▶ [SUPPLIED ENTRIES]:
[BEGIN]
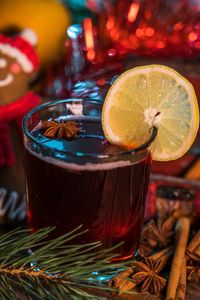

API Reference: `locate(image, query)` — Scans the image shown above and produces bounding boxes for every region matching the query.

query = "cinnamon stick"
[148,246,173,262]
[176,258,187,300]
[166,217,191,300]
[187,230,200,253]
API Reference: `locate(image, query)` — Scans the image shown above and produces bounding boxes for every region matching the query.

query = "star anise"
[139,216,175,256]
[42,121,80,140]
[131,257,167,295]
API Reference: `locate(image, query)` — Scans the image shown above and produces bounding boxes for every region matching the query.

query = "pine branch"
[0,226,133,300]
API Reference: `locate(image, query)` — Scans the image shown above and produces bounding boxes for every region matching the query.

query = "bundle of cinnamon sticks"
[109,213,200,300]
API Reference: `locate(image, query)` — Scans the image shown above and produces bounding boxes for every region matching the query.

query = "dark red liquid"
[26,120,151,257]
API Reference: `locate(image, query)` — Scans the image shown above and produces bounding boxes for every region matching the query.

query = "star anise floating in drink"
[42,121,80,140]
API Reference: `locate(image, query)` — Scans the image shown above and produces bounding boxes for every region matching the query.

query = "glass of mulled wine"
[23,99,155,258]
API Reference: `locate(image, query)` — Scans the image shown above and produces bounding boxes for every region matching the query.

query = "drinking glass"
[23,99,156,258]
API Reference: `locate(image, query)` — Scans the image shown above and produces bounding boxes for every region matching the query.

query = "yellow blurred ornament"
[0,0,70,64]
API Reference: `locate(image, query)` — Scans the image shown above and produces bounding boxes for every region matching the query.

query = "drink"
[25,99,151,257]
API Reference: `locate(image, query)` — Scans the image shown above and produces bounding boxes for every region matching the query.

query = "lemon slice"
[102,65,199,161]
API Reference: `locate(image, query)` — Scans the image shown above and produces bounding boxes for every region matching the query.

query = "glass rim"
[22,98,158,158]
[END]
[BEGIN]
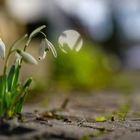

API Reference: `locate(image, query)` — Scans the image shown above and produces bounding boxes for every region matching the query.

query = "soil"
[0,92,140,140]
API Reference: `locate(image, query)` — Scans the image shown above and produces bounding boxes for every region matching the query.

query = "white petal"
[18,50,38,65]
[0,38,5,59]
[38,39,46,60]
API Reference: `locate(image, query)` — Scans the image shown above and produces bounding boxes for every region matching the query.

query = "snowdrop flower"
[END]
▶ [DO THIS]: Copy out each line of the material above that contains the string "star", matching case exactly.

▶ [RESPONSE TO THE EXERCISE]:
query = "star anise"
query = "star anise floating in drink"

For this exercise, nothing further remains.